*Challenges*.
1. Translate this sentence from the review of Belt and Road energy research into Spanish: "Renewable energy infrastructure is highly interrelated to environmental sustainability and the accomplishment of sustainable development goals."
2. List every country mentioned by name in the review of Belt and Road energy research.
3. Extend the review of Belt and Road energy research onward from its final sentence.

*Extract*.

⟨

Consensus has been reached that renewable and nuclear energy investments will bring cleaner energy to host countries. At the same time, the biggest debates center around fossil fuel power, especially coal-fueled power, as highlighted in [17] that three-quarters of the capacity was concentrated on fossil fuels and predominantly coal power. Countries such as India, Indonesia, Bangladesh, Vietnam, and Pakistan, among the top recipients of Chinese coal financing [38], have garnered special attention. Based on fifteen in-depth interviews, Tritto [22] suggested that Indonesia prioritized its economic growth over environmental and social sustainability, highlighting the dominance of polluting subcritical plants from Chinese state-owned enterprises as a critical issue. Using a similar approach, Gallagher et al. [25] examined coal-fired power plants in India, Indonesia, Bangladesh, and Vietnam, concluding that China’s BRI has the potential to become the largest means for the diffusion of cleaner energy technologies throughout the developing world, contingent on recipient countries exercising more stringent environmental regulations and/or changes in Chinese overseas investment policies. Gu [39] studies Chinese investment in coal-fired power plants in Indonesia and suggests that coal-fired energy infrastructures lead to unequal distribution of social, environmental, and health impacts. In contrast, the findings of Lin and Bega [18] reveal that the BRI coal power projects generate opportunities for the BRI participants, as coal energy can render electricity generation more efficient in these countries, mostly from the developing world. Similarly, Li et al. [40] analyzed the pollution intensity of Chinese coal-fired power plants relative to those held by non-Chinese entities and showed that the majority of Chinese greenfield investment in coal used supercritical technologies, and this percentage is higher than that of non-Chinese coal plants.

Renewable energy infrastructure is highly interrelated to environmental sustainability and the accomplishment of sustainable development goals. For example, Song et al. [32] found that energy infrastructure investment, especially public-private partnerships (PPP), lowers fossil fuel generation, helping reduce carbon emissions and support sustainable development goals. However, as Bega and Lin [26] pointed out, the BRI renewables investments were rarely researched, while some scholars studied both coal and renewable energy cooperation. Using the Analytic Hierarchy Process (AHP), Bega and Lin [26] overviewed all types of power cooperation in coal and renewable energy projects. They found that BRI power cooperation in coal and renewable energy projects is a real chance to offer cleaner and more efficient electricity generation, especially in developing countries. Tao et al. [17] estimated the effects of CO₂ emissions from fossil fuel and renewable energy power plants in 15 representative countries across the BRI regions. They found that increased fossil fuel generation capacity led to higher carbon emissions, with variations across different scenarios, underscoring the importance and urgency of reducing fossil fuel dominance and expanding renewable energy within the BRI framework. Zhang et al. [41] implied that the reallocation of inward FDI in energy infrastructure neutralizes the negative consequences, improves energy efficiency, and consequently lowers emissions.

2.3. Methodology Literature

Various methods are employed in BRI studies, including qualitative approaches (e.g., interviews and ground analysis), quantitative methods (e.g., econometric techniques and CGE models), and mixed methods (e.g., AHP). Gu [39] was the only study using pure grounded analysis, offering a bottom-up perspective on socio-environmental conflicts surrounding coal-fired power plants in Indonesia. Thus, this study sets the foundation for future research summarizing mixed methods, econometric approaches, and CGE models.

⟩

(Collection entries)
⟨

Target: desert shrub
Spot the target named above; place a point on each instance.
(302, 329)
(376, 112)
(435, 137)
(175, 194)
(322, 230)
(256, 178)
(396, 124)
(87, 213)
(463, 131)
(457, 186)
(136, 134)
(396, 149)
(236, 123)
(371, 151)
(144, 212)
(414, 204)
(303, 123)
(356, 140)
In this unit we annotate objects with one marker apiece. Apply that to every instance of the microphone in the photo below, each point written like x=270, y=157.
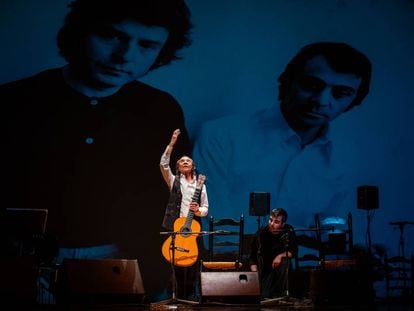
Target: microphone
x=181, y=249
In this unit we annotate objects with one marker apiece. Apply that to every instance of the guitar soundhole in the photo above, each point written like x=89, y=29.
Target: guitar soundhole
x=185, y=231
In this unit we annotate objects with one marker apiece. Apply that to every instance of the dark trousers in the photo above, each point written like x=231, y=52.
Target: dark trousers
x=273, y=283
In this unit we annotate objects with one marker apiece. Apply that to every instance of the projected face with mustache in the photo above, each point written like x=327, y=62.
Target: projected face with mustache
x=318, y=95
x=121, y=52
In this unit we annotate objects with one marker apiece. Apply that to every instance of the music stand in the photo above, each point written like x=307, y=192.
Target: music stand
x=259, y=205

⟩

*Task-by-task answers*.
1. La infraestructura de energía renovable está estrechamente interrelacionada con la sostenibilidad ambiental y el logro de los objetivos de desarrollo sostenible.

2. China, India, Indonesia, Bangladesh, Vietnam, Pakistan

3.
To fully leverage qualitative and quantitative methods, Bega and Lin [26] employed the AHP, allowing for quantitative analysis of expert interviews. Some studies have used statistical descriptions to assess the evolution, challenges, and risks of energy projects [19,20,26]. Tritto [22] used a mixed-method design that prioritizes qualitative data with quantitative data, validating interview insights.

To evaluate the overall impact of BRI on energy and the environment, panel data Difference-in-Differences (DID) methods are commonly applied [19,42]. Most researchers have chosen econometric analysis for its simplicity and flexibility [43].

Each method has its attributes; however, GTAP-E-Power, an extended global CGE model, is employed to serve the purpose of this study. CGE models are economic models that produce computer-based simulations of market equilibria under different climate scenarios using a system of equations that describe the whole economy and their sectoral interactions [44]. On the global economy level, the GTAP model [45], a multiregion, multisector, computable general equilibrium model with perfect competition and constant returns to scale, and its extended models GTAP-E, GTAP-Power, and GTAP-E-Power are broadly used.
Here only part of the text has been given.